Job:
Rewrite the entries from the start of the records through the line that contains "top-left (767, 73), bottom-right (803, 90)", changing every "format_boxes" to "print_boxes" and leaving all else unchanged.

— start Source data —

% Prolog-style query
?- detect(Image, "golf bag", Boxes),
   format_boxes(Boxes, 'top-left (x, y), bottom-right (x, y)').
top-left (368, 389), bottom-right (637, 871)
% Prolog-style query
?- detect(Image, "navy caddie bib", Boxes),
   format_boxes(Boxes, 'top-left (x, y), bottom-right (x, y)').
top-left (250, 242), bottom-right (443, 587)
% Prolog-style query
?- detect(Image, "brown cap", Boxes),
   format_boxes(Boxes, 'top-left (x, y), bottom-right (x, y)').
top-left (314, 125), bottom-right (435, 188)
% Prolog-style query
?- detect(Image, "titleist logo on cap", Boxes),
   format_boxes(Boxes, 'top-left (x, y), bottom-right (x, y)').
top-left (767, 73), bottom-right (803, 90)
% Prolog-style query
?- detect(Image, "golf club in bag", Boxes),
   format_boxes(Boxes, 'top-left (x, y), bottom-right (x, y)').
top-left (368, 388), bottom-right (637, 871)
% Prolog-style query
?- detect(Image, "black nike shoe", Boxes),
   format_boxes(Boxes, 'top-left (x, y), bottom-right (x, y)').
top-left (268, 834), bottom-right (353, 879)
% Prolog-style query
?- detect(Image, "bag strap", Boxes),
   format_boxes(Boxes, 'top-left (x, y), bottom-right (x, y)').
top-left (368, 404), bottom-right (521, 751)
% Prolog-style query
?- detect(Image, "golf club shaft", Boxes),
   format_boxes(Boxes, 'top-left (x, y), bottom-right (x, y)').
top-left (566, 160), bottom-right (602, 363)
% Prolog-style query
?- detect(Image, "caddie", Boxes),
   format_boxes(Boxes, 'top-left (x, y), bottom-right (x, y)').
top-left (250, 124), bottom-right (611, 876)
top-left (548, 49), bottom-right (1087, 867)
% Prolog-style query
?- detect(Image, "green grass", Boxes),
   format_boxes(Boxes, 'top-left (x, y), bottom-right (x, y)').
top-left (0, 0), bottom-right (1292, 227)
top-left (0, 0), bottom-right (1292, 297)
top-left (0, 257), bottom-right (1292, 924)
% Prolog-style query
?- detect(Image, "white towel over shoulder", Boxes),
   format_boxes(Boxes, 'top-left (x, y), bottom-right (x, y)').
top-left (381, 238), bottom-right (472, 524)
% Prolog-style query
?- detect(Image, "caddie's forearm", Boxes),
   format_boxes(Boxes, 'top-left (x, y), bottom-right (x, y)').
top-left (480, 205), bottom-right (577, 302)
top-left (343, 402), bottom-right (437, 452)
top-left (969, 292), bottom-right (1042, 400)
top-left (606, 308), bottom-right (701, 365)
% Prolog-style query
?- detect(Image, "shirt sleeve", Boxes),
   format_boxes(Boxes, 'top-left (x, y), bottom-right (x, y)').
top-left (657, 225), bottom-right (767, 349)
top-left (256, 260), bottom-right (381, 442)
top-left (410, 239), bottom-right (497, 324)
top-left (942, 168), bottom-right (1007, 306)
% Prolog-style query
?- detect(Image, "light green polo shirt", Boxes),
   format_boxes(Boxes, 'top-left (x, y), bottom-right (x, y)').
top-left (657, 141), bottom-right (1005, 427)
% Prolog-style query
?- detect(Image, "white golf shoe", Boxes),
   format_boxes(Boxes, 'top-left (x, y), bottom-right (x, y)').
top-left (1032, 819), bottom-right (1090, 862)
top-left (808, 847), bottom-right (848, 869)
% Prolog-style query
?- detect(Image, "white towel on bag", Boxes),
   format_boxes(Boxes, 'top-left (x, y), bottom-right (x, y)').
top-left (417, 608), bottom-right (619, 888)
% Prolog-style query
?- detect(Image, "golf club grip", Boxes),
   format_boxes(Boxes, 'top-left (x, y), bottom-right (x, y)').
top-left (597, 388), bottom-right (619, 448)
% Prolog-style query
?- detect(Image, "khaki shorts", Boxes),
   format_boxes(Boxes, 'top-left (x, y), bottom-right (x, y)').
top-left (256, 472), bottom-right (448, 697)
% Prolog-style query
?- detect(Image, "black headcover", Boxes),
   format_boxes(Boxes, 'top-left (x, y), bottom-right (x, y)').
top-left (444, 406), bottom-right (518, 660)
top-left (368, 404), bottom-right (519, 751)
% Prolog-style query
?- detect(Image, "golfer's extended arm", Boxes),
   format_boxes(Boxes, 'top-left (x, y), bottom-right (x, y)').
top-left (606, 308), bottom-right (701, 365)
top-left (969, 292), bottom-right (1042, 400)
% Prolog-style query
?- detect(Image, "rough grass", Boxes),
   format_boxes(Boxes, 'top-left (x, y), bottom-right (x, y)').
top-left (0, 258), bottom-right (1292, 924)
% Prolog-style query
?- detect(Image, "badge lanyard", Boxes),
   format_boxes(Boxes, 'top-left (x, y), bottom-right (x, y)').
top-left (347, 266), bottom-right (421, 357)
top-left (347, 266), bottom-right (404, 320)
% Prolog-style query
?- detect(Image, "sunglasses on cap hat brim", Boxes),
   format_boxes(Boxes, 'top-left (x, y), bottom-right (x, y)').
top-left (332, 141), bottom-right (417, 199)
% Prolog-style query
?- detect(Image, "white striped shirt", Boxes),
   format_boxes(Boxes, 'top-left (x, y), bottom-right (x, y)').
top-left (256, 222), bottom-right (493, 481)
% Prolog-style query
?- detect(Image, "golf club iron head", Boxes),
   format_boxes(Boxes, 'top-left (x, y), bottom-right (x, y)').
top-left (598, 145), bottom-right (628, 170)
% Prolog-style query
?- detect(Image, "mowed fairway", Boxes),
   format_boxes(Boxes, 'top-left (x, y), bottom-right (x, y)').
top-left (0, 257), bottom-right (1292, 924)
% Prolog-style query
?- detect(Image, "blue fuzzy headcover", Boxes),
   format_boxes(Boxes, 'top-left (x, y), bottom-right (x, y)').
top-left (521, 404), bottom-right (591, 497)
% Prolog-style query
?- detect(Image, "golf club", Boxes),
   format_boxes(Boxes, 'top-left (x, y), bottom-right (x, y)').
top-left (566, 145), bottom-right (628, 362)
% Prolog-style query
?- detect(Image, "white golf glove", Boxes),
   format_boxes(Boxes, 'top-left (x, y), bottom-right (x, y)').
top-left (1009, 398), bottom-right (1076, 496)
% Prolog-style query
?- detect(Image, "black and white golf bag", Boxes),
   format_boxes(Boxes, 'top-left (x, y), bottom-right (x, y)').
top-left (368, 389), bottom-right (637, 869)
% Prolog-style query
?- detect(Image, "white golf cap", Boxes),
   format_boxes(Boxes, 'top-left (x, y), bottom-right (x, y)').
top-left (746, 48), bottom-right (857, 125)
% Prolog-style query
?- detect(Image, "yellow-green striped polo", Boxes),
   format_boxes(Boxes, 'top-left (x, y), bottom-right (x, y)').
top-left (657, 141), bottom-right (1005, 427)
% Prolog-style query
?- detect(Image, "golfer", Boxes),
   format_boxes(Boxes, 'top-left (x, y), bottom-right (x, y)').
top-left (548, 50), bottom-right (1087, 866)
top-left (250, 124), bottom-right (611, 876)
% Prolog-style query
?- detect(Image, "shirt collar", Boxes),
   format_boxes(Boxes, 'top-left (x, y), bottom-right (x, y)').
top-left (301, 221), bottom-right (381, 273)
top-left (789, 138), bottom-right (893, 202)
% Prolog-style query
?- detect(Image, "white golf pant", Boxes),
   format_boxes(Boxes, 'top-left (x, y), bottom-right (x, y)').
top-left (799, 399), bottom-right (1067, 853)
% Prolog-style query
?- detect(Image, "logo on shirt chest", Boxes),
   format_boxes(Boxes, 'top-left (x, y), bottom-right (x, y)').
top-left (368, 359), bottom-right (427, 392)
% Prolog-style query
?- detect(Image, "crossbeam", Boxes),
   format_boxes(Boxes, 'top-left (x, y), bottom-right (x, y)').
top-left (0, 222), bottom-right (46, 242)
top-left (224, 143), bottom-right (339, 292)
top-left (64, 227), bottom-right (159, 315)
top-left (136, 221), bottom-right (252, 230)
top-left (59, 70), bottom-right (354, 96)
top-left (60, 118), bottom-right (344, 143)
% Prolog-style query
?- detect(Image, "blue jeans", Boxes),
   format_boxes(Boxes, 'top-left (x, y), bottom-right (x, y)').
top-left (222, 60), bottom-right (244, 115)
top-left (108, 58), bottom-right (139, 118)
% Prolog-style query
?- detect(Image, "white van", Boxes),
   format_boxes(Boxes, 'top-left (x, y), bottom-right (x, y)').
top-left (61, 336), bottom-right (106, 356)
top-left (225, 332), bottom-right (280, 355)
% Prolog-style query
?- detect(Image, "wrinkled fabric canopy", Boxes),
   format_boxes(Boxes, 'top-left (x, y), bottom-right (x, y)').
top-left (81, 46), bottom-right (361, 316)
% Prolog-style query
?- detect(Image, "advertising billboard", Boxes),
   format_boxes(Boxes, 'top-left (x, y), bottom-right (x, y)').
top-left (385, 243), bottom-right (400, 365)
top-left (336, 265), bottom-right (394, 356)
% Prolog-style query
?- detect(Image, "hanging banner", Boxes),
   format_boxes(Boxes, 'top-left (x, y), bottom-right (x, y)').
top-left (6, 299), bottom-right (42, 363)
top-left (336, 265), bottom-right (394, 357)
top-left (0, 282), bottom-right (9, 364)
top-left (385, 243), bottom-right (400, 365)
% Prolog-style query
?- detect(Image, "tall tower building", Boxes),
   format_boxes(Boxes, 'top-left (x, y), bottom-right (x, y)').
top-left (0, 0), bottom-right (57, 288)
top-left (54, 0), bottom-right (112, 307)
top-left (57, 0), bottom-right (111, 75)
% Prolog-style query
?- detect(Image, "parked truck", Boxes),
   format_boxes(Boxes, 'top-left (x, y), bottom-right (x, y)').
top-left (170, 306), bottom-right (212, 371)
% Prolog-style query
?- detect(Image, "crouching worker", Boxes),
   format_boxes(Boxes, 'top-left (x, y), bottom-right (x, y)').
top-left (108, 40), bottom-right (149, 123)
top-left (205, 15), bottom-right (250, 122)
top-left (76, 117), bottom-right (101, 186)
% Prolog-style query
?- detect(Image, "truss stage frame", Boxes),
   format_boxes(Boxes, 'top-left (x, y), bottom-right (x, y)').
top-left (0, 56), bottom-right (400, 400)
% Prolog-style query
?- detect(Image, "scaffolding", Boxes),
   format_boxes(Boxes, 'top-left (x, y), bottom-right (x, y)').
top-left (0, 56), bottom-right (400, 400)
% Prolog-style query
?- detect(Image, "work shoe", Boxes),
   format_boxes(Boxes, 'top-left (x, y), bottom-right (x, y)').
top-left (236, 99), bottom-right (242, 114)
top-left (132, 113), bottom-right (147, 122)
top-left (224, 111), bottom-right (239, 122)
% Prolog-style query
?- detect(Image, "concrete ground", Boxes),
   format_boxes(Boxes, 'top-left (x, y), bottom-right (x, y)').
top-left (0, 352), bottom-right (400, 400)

— end Source data —

The solution:
% Prolog-style query
?- detect(Image, "golf bag", Boxes),
   print_boxes(Boxes, 'top-left (x, y), bottom-right (x, y)').
top-left (368, 389), bottom-right (637, 871)
% Prolog-style query
?- detect(Image, "navy caddie bib", Boxes),
   print_boxes(Boxes, 'top-left (x, y), bottom-right (x, y)').
top-left (250, 242), bottom-right (443, 587)
% Prolog-style query
?- detect(Image, "brown cap", Boxes),
   print_boxes(Boxes, 'top-left (x, y), bottom-right (x, y)').
top-left (314, 125), bottom-right (435, 188)
% Prolog-style query
?- detect(Image, "titleist logo on cap", Boxes),
   print_boxes(Boxes, 'top-left (x, y), bottom-right (x, y)').
top-left (767, 73), bottom-right (803, 90)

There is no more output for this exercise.